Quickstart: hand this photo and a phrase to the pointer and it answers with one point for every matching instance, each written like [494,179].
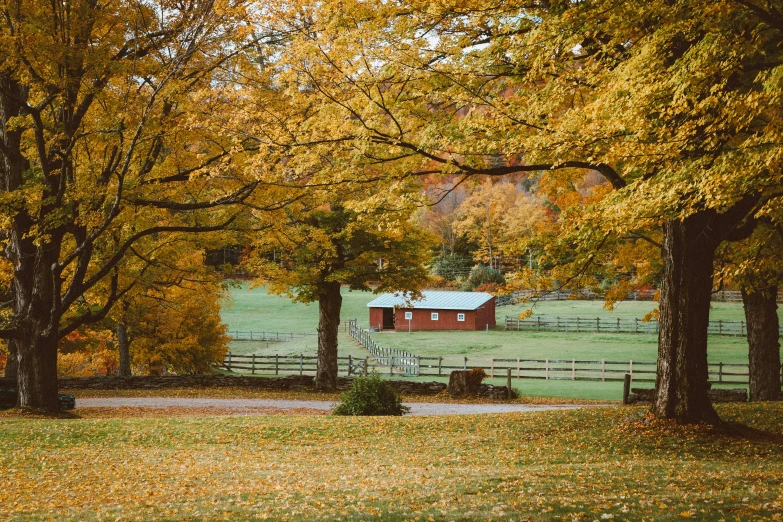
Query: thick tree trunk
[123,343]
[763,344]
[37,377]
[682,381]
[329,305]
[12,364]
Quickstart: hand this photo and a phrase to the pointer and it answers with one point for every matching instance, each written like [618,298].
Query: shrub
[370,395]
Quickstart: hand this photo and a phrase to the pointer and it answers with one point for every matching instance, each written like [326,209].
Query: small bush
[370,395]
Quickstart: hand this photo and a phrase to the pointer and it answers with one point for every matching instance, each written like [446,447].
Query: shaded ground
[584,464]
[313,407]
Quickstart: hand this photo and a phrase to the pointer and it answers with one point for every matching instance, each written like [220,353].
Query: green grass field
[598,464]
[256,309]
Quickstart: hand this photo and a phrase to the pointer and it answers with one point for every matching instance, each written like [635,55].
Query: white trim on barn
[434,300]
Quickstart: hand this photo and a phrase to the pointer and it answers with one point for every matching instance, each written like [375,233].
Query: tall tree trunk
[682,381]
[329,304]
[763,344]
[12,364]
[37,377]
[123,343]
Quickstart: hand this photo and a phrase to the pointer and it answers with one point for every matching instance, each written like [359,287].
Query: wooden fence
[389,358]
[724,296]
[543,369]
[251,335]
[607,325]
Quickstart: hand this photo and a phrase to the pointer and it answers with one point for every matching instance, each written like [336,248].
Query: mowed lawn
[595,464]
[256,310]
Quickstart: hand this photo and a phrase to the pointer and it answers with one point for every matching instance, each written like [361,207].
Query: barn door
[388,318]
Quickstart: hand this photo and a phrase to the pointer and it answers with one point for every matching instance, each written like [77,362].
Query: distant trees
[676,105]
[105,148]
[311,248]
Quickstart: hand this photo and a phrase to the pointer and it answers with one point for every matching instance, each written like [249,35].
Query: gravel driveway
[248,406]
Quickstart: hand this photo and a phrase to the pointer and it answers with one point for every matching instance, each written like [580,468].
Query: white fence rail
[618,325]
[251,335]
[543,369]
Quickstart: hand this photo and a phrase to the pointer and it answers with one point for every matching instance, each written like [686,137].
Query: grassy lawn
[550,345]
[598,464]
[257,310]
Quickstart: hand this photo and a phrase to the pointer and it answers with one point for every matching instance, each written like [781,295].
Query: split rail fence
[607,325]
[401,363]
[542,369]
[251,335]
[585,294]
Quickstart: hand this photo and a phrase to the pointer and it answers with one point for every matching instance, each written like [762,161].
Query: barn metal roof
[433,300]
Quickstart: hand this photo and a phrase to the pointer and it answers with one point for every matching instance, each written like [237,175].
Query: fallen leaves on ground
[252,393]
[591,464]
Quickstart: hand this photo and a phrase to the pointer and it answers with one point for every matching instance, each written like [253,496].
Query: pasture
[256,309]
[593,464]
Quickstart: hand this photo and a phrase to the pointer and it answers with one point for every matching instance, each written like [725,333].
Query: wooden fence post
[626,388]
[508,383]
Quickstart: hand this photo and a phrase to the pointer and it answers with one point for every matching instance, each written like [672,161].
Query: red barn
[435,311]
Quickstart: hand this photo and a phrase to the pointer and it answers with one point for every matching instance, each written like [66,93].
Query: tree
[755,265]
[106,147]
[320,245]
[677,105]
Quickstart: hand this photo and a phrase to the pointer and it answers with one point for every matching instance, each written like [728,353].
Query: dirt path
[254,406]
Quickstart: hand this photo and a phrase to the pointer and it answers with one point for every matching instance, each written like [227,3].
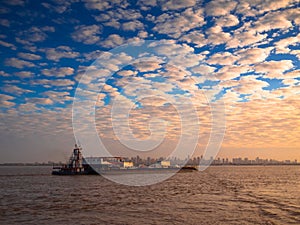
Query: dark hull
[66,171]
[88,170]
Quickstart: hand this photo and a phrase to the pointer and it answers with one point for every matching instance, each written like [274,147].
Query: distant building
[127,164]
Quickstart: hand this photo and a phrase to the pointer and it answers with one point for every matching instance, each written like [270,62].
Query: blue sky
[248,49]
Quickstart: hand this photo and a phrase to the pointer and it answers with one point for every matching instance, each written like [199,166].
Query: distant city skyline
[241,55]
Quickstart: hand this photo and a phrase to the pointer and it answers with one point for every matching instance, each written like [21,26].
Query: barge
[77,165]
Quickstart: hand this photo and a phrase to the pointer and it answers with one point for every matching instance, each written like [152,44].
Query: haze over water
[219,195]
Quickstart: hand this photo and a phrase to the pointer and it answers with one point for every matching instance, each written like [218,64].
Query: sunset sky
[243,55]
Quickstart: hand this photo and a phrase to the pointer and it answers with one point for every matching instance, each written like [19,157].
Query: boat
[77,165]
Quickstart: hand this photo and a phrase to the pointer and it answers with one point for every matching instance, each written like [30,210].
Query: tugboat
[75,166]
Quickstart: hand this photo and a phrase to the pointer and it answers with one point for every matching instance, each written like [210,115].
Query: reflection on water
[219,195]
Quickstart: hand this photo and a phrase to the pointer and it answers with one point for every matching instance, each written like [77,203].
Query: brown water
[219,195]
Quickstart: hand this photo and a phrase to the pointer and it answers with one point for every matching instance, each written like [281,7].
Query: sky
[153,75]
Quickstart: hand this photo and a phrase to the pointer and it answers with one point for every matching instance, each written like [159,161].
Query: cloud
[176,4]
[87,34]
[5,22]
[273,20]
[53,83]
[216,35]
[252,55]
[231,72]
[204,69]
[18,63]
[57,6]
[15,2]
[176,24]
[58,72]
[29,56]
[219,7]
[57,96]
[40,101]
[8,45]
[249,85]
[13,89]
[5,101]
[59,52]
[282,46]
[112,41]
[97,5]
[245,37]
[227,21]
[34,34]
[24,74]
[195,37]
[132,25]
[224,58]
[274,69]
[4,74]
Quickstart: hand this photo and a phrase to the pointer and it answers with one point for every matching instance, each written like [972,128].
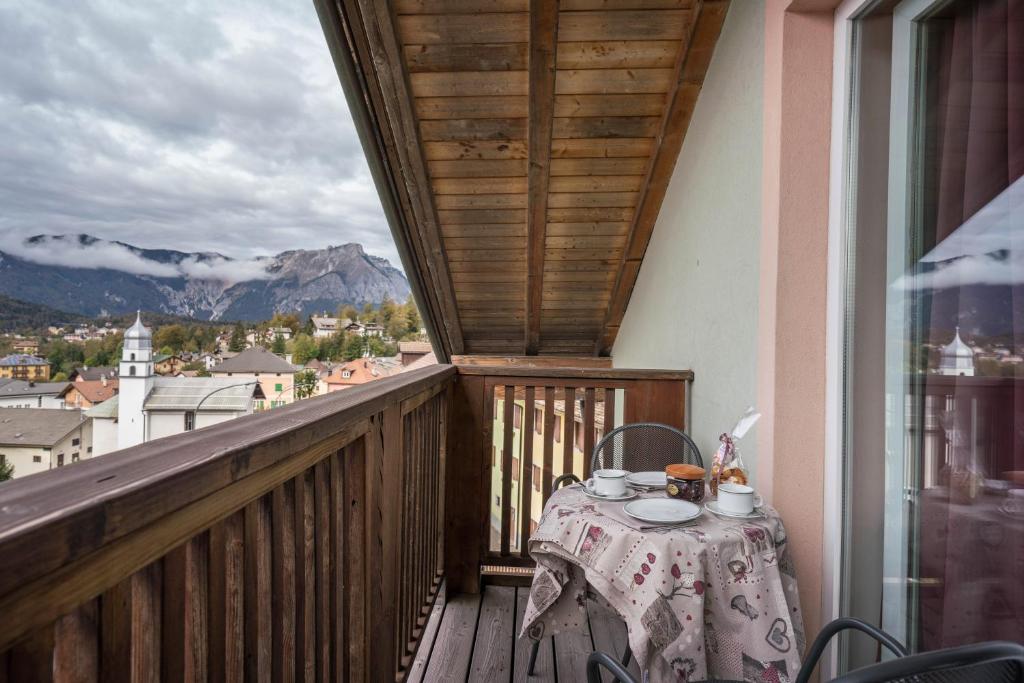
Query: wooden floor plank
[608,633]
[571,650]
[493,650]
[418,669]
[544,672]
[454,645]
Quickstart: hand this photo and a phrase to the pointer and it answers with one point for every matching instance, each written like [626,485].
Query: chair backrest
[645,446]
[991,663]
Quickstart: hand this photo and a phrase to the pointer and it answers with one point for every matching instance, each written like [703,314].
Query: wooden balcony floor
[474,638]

...

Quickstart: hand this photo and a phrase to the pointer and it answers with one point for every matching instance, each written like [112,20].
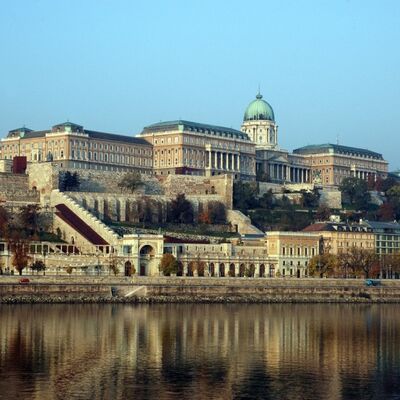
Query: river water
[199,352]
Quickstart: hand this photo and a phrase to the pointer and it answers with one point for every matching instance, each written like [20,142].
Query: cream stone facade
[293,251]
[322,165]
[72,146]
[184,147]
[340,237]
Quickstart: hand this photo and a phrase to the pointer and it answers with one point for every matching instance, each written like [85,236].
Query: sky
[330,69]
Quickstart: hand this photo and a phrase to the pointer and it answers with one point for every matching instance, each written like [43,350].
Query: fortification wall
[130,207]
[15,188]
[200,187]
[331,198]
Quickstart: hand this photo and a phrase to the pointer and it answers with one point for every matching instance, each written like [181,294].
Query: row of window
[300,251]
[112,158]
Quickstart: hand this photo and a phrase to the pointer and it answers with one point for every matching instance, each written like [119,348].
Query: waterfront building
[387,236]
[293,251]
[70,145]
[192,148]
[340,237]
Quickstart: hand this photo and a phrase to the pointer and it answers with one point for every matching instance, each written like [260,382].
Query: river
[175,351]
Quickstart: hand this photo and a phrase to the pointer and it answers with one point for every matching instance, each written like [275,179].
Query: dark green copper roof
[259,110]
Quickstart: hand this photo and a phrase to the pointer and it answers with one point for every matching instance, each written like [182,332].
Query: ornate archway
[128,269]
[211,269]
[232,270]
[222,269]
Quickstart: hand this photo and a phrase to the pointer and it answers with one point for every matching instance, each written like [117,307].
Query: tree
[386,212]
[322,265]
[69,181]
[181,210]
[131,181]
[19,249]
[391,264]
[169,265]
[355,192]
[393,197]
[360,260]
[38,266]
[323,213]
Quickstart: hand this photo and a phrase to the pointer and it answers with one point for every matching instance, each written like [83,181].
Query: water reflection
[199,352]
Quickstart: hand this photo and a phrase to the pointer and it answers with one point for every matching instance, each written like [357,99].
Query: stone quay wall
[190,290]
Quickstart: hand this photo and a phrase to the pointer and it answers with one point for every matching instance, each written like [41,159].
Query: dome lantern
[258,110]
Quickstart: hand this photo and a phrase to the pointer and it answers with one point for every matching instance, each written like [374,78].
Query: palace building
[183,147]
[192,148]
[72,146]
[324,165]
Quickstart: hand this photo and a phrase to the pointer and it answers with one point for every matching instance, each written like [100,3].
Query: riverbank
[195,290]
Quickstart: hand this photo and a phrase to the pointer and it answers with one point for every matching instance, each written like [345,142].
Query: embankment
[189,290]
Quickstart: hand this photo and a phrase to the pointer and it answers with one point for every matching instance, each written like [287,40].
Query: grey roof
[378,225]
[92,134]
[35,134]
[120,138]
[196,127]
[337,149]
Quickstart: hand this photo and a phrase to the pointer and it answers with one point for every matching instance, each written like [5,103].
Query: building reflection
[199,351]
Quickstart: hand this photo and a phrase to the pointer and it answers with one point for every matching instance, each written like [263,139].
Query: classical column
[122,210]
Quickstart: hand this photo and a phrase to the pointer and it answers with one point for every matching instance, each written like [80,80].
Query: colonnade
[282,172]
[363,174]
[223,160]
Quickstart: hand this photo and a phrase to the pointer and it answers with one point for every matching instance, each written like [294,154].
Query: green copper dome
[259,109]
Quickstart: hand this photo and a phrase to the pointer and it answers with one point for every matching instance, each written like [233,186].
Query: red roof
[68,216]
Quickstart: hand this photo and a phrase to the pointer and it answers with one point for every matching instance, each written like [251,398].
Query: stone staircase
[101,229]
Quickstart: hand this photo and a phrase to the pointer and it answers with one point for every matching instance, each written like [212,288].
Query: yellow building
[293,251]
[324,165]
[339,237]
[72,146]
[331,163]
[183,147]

* PROBLEM TO SOLVE
Please count the lines above that contain the word "building" and give only the number.

* THE COMPLETED TASK
5